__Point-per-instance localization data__
= = =

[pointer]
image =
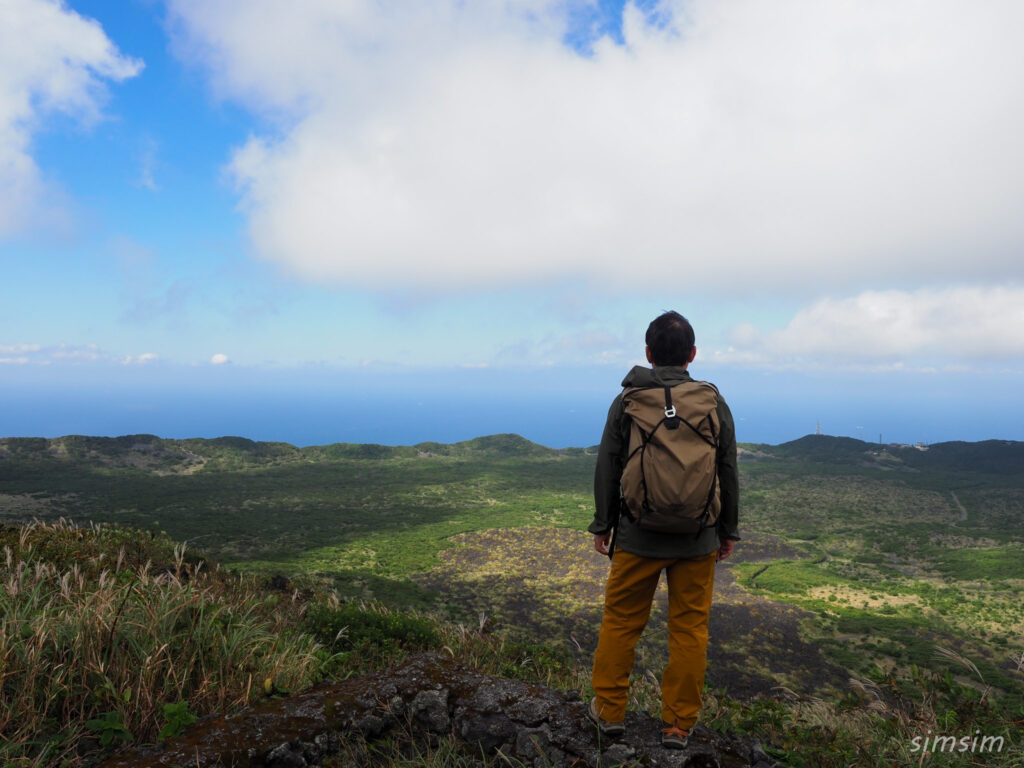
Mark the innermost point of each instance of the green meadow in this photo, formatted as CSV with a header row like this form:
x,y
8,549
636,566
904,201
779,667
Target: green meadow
x,y
898,567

= = =

The expected output is each entry given again word for word, with pictures dropped.

[pointer]
image =
Mark the innermost point of each instance of the green meadow in this photo, formatted as CSV with a header row like this form:
x,y
8,549
636,566
904,201
779,667
Target: green meadow
x,y
898,567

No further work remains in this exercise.